Problem details ::
Every record must be written out once more, with nothing added or omitted.

= = = =

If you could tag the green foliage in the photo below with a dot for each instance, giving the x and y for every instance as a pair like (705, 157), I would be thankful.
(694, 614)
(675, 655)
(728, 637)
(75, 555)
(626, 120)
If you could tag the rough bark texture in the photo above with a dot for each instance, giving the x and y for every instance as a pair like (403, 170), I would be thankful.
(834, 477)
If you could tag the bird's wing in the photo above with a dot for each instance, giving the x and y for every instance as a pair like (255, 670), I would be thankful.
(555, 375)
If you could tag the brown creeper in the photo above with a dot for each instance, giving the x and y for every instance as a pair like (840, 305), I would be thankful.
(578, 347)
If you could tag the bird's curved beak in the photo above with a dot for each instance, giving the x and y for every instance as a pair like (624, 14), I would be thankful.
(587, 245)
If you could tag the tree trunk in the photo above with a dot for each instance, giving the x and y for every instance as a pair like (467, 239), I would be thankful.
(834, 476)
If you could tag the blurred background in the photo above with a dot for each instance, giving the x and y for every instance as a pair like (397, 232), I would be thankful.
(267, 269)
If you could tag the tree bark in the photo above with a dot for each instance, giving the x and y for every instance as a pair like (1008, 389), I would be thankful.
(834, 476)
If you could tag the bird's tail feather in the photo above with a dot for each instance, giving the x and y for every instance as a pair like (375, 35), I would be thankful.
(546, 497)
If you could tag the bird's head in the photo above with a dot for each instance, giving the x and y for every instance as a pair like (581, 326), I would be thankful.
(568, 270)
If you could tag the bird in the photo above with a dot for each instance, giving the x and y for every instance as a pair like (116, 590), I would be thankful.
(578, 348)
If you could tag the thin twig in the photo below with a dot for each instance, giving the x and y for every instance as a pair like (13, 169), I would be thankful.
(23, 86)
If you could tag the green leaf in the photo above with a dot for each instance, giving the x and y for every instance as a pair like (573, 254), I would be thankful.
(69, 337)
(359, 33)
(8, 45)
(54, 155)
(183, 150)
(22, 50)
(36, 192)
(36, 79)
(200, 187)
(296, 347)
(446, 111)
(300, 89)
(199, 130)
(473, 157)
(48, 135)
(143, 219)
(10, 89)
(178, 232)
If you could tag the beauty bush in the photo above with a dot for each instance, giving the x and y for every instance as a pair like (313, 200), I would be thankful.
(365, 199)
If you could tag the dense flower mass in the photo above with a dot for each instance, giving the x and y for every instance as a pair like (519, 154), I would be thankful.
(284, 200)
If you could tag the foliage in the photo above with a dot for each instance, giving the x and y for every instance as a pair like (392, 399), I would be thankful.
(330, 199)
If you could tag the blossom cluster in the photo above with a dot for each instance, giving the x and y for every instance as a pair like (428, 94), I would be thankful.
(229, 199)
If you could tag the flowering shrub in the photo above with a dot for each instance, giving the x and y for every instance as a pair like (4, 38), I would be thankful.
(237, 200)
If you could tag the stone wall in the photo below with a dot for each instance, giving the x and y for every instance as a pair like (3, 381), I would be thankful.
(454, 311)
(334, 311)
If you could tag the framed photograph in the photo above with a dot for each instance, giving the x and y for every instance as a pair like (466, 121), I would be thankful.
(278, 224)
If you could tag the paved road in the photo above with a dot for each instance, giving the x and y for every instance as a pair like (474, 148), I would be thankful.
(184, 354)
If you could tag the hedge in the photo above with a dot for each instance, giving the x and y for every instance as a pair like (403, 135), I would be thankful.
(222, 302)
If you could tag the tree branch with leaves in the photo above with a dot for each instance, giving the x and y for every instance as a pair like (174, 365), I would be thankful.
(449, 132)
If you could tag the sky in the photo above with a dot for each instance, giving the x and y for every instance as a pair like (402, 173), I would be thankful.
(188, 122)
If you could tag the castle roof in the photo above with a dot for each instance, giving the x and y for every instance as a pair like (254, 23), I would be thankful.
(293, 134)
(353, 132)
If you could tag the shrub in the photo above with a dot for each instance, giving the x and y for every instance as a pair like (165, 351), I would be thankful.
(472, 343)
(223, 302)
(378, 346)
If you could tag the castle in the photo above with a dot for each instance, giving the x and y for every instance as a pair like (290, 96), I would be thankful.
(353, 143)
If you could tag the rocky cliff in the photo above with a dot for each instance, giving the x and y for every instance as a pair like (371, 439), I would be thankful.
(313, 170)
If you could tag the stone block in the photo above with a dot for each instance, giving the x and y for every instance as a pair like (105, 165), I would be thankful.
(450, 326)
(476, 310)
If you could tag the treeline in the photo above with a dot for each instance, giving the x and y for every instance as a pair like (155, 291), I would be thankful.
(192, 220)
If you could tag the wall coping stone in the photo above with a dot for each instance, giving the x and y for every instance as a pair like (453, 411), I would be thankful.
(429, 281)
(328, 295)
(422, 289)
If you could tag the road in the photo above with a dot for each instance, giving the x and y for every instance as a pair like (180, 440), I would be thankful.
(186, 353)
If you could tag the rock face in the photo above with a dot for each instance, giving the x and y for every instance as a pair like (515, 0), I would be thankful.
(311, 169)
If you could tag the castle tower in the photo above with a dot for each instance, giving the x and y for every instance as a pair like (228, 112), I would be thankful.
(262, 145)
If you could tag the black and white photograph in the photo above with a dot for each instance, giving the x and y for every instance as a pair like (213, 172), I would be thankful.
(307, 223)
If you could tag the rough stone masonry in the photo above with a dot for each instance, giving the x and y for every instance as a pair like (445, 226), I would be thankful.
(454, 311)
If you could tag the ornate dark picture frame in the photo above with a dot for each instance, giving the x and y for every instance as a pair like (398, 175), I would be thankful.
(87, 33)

= = = =

Solution ::
If you could tag the green foliage in the photo below with a dot for each instance, giving the x and y for every instance as a pair like (705, 157), I would be thankful.
(694, 614)
(675, 655)
(728, 637)
(75, 555)
(626, 120)
If you could tag the rough bark texture in the photo above with a dot for each instance, giving the x and y for every instance as a pair like (403, 170), I would be thankful.
(834, 477)
If you could tag the bird's wing in the photo above with a dot for each instance, giving the x and y for every instance as a pair like (255, 670), I would be thankful.
(555, 375)
If you could tag the brown creeper in the photo above with a dot for each instance, giving the x and y for every instance as a pair like (840, 305), I would be thankful.
(578, 347)
If you could tag the bird's curved beak in the photo above with a dot for each instance, giving the x and y for every instance as a pair like (624, 14), I would be thankful.
(587, 245)
If you could tag the tree trunk in the photo above with a dot for each instance, giving the x and y for every instance as a pair like (467, 239), I would be thankful.
(834, 476)
If you could tag the blurred background in the photo above with a dot for each instance, giving the x and y for every instance as a pair like (397, 232), I would be thankful.
(267, 269)
If you could tag the tree bark in the photo above with a dot for each instance, giving the x and y for every instance as a pair like (1008, 389), I would be thankful.
(834, 476)
If you could tag the bird's tail feather in the photo above with a dot for each instance, giving the x and y for every instance as a pair like (375, 35), I would be thankful.
(546, 497)
If you could tag the bird's head in the photo above with a dot for each instance, giving the x and y for every instance as a pair like (581, 326), I would be thankful.
(568, 270)
If you could tag the bird in the photo above with a dot for each instance, giving the x and y for every instance as a pair like (116, 590), I would be thankful.
(578, 348)
If you could tag the thin twig in the photo below with a dot for each instance, giving the x and y for every instance as a pair like (13, 169), I would be thankful.
(23, 86)
If you could tag the green leaf in the photo above with a dot for each instance, giving the x and y for every instance as a pair like (573, 254), I would be thankful.
(69, 337)
(359, 33)
(8, 45)
(54, 155)
(183, 150)
(22, 50)
(36, 192)
(36, 79)
(200, 187)
(296, 347)
(446, 111)
(300, 89)
(199, 130)
(473, 157)
(48, 135)
(143, 219)
(10, 89)
(178, 232)
If you could tag the beauty bush in the photo above with a dot for each instance, giving the x and y for every instance as a pair like (313, 200), I would be thankful.
(365, 199)
If you could tag the dense flower mass in the photo above with a dot for each instance, giving the x and y for every instance as a pair like (519, 154), I would be thankful.
(284, 200)
If you could tag the foliage in the photo above with a dot for each instance, giving the x and y for every instance as a pair like (392, 399), I would be thankful.
(330, 199)
If you could tag the blossom cluster in the photo above with a dot for each instance, giving the x and y for every instance as a pair like (428, 94), I would be thankful.
(229, 199)
If you could tag the flowering shrub in the photo above with a dot for each instance, giving the x and y for every instance as a pair like (4, 38), I would be thankful.
(237, 200)
If you could tag the stone wall in the photo below with a dot for each instance, giving the x and y for every instance as a pair like (3, 381), I would be thankful.
(454, 311)
(334, 311)
If you could tag the framed photograph in the photo above with a dot for each instance, giving the x and y for every instance as a pair like (466, 121), I would be thankful.
(278, 224)
If you could tag the paved road in the photo above with a dot for each instance, giving the x and y for every instance as a pair like (474, 148), I would be thankful.
(184, 354)
If you could tag the hedge in the photo above with a dot for each instance, giving the x and y for every instance as a pair like (403, 135), I would be thankful.
(222, 302)
If you could tag the tree branch with leaves in the photo above with a dot for each instance, giving the x and y for every instance as a pair like (174, 365), I would be thankful.
(449, 132)
If you could tag the sky in the photo above with a dot for each instance, giving the x and y for every instance as a pair like (402, 173), I would be thankful.
(188, 122)
If you could tag the castle roof in the photo above with a dot for each instance, giving the x and y for every instance as a pair like (254, 23), I would be thankful.
(293, 134)
(353, 132)
If you could tag the shrub in the photo above with a dot for each instance, giving the x and y for every instance as a pair like (165, 351), I would be thankful.
(472, 343)
(223, 302)
(378, 346)
If you could tag the castle in the photo above with a dot for each instance, giving the x and y for every instance as a pair like (290, 96), I would be thankful.
(353, 143)
If you could tag the rocky cliff in the photo above with a dot for each instance, giving the x and y for every instance as a pair like (371, 439), I would be thankful.
(313, 170)
If you could tag the stone block in the photo above with a dot for each instance, giving the x and y for every instance as a pair like (105, 165), I would be thankful.
(450, 326)
(476, 310)
If you could tag the treeline in the photo above with a dot for each instance, giving the x and y for every instance as a pair like (155, 291), I would be thankful.
(192, 220)
If you could tag the wall coping stone in the photo above with a dot for each instance, giving the x and y for every instance as a pair like (453, 411), I would be thankful.
(429, 281)
(328, 295)
(422, 289)
If you could tag the road in the photo above with a dot for each instance, giving the x and y for every instance as a pair like (180, 440), I would be thankful.
(186, 353)
If you could tag the rock face in the photo above with a dot for each instance, giving the x and y for every instance as a pair like (515, 0), I would be thankful.
(311, 169)
If you could tag the castle tower in the photo above with a dot for each instance, giving the x and y for every instance as a pair like (228, 112), I would be thankful.
(262, 145)
If you could tag the black and white photograph in the photo above with a dot for each instance, giving the x and y for every instance as a pair like (213, 172), I would be thankful.
(307, 223)
If you could tag the rough stone masonry in the photo above with a dot for each instance, giving the x and y for every instance as a pair like (445, 226), I would be thankful.
(454, 311)
If you could tag the ornate dark picture frame in the photo above with a dot for each instance, giving the x and y for every instance as a pair like (398, 175), I would be thankful.
(87, 33)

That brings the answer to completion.